* SHORT EXERCISE
Copy the data below line for line, without changing a single character.

* PROVIDED ENTRIES

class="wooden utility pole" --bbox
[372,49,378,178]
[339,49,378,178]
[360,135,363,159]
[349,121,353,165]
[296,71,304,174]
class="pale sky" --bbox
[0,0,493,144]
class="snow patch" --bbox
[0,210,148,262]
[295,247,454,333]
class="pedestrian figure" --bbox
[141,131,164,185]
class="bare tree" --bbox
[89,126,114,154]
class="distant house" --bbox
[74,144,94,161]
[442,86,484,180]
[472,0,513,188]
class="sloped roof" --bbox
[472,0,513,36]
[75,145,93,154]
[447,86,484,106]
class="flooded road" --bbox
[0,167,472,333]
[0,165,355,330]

* SOLUTION FOR THIS PROBLEM
class="wooden utility pole" --bbox
[372,49,378,178]
[339,49,378,178]
[360,135,363,159]
[349,121,353,165]
[296,71,304,174]
class="pale sky" --bbox
[0,0,493,144]
class="snow patch" --bbox
[0,210,148,262]
[295,247,454,333]
class="pedestrian figure" --bbox
[141,131,164,185]
class="bare tree" --bbox
[89,126,114,154]
class="distant house" --bbox
[74,144,94,161]
[442,86,484,180]
[472,0,513,188]
class="sloped roof" --bbox
[472,0,513,36]
[75,145,93,154]
[447,86,484,106]
class="flooded road" --bbox
[0,167,472,333]
[0,165,355,330]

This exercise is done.